* start Document segment *

Votes for Women Speech by Mark Twain
Votes for Women Speech by Mark Twain
January 20th 1901
Ladies and Gentlemen - It is a small help that I can afford, but it is just
such help that one can give as coming from the heart through the mouth. The
report of Mr. Meyer was admirable, and I was as interested in it as you have
been. Why, I'm twice as old as he, and I've had so much experience that I would
say to him, when he makes his appeal for help: "Don't make it for today
or tomorrow, but collect the money on the spot."
We are all creatures of sudden impulse. We must be worked up by steam, as it
were. Get them to write their wills now, or it may be too late by-and-by. Fifteen
or twenty years ago I had an experience I shall never forget. I got into a church
which was crowded by a sweltering and panting multitude. The city missionary
of our town - Hartford - made a telling appeal for help. He told of personal
experiences among the poor in cellars and top lofts requiring instances of devotion
and help. The poor are always good to the poor. When a person with his millions
gives a hundred thousand dollars it makes a great noise in the world, but he
does not miss it; it's the widow's mite that makes no noise but does the best
work.

* end Document segment *

### Exercise task
Resume the Mark Twain speech above, continuing on from its final sentence, which ends "but does the best work."

* start Extracted information *

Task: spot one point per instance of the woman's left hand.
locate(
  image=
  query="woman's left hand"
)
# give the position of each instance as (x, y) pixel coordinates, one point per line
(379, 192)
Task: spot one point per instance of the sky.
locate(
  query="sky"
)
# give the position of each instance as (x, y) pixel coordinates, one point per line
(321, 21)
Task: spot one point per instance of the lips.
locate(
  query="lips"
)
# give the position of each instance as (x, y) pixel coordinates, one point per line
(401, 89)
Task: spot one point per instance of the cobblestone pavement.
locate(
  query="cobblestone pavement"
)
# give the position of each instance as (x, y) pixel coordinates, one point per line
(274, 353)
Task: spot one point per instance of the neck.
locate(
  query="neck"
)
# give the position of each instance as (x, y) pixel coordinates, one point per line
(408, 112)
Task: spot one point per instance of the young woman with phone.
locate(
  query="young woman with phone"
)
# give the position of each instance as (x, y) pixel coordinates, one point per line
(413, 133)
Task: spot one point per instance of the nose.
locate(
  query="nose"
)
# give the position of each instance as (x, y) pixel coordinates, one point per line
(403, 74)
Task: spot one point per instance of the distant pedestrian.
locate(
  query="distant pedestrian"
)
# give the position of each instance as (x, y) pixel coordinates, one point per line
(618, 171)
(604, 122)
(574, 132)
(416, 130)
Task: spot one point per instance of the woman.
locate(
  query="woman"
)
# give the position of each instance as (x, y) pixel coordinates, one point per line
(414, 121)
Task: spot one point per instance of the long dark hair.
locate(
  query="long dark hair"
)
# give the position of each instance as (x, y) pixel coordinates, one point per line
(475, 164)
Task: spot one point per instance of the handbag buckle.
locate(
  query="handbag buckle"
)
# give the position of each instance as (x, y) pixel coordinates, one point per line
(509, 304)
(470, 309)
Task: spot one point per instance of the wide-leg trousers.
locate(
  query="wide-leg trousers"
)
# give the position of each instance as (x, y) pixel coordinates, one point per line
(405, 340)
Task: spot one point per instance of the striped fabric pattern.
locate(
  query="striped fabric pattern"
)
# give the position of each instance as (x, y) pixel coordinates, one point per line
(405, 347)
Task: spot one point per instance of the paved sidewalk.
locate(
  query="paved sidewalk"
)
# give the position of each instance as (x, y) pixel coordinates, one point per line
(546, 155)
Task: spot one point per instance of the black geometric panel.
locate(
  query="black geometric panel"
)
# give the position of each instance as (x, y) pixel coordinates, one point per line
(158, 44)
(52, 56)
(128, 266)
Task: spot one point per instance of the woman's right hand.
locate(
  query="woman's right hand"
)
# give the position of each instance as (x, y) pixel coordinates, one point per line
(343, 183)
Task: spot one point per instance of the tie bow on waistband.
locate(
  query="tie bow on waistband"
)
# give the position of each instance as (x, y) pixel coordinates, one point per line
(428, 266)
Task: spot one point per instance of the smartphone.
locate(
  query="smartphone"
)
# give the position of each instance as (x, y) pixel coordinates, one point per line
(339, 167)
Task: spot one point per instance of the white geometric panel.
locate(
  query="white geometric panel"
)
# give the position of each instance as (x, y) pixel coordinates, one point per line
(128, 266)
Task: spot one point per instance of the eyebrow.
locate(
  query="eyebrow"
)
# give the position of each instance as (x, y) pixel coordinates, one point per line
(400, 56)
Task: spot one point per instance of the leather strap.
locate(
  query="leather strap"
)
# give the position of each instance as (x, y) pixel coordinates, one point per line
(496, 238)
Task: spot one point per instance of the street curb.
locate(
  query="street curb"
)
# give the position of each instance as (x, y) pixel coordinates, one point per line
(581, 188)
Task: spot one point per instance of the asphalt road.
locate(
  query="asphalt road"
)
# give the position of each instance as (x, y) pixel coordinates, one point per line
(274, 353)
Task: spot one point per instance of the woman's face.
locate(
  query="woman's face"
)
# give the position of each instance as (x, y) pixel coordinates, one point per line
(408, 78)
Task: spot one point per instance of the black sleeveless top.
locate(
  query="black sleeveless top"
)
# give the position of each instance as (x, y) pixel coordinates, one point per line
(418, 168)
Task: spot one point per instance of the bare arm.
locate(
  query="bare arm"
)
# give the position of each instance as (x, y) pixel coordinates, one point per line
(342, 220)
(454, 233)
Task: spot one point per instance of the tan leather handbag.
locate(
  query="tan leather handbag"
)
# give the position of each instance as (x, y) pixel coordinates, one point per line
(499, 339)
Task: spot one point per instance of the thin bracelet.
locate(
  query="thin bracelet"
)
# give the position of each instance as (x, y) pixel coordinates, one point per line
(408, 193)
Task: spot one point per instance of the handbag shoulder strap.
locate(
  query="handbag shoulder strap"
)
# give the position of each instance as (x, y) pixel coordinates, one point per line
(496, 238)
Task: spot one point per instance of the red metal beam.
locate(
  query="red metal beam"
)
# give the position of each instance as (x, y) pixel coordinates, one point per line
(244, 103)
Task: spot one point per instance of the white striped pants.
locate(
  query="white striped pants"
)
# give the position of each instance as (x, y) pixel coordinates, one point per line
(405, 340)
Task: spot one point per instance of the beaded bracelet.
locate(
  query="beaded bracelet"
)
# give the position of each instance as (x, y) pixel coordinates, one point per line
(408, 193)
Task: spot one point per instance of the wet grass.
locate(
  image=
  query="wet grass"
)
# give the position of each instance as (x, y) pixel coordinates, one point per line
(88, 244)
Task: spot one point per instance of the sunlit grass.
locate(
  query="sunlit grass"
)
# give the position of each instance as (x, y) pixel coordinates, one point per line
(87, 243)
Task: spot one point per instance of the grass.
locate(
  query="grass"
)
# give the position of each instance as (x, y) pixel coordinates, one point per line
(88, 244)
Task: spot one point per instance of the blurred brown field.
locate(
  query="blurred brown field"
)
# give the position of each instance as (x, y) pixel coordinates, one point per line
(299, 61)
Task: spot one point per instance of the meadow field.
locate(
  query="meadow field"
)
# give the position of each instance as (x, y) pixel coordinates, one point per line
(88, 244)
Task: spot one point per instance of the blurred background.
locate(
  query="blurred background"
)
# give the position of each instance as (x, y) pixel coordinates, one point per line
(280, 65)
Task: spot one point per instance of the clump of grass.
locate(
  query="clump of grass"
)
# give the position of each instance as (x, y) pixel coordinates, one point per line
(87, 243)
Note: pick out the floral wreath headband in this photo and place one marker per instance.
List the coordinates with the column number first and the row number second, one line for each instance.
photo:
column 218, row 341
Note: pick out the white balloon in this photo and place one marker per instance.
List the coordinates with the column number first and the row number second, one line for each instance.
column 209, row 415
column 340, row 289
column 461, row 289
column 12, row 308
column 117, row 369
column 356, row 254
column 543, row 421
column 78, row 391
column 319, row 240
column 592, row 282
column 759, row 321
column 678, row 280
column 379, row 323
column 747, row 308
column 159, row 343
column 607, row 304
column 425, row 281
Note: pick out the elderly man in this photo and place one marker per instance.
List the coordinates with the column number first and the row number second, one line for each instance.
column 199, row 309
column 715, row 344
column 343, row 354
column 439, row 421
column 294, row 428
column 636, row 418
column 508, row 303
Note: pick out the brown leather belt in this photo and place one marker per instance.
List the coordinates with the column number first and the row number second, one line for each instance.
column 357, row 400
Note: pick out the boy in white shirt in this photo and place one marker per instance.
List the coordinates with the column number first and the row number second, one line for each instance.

* end Extracted information *

### Answer for the task
I remember on that occasion in the Hartford church the collection was being
taken up. The appeal had so stirred me that I could hardly wait for the hat
or plate to come my way. I had four hundred dollars in my pocket, and I was
anxious to drop it in the plate and wanted to borrow more. But the plate was
so long in coming my way that the fever-heat of beneficence was going down lower
and lower - going down at the rate of a hundred dollars a minute. The plate
was passed too late. When it finally came to me, my enthusiasm had gone down
so much that I kept my four hundred dollars - and stole a dime from the plate.
So, you see, time sometimes leads to crime. Oh, many a time have I thought of
that and regretted it, and I adjure you all to give while the fever is on you.
Referring to woman's sphere in life, I'll say that woman is always right. For
twenty-five years I've been a woman's rights man. I have always believed, long
before my mother died, that, with her gray hairs and admirable intellect, perhaps
she knew as much as I did. Perhaps she knew as much about voting as I.
I should like to see the time come when women shall help to make the laws.
I should like to see that whiplash, the ballot, in the hands of women. As for
this city's government, I don't want to say much, except that it is a shame
- a shame; but if I should live twenty-five years longer - and there is no reason
why I shouldn't - I think I'll see women handle the ballot. If women had the
ballot to-day, the state of things in this town would not exist.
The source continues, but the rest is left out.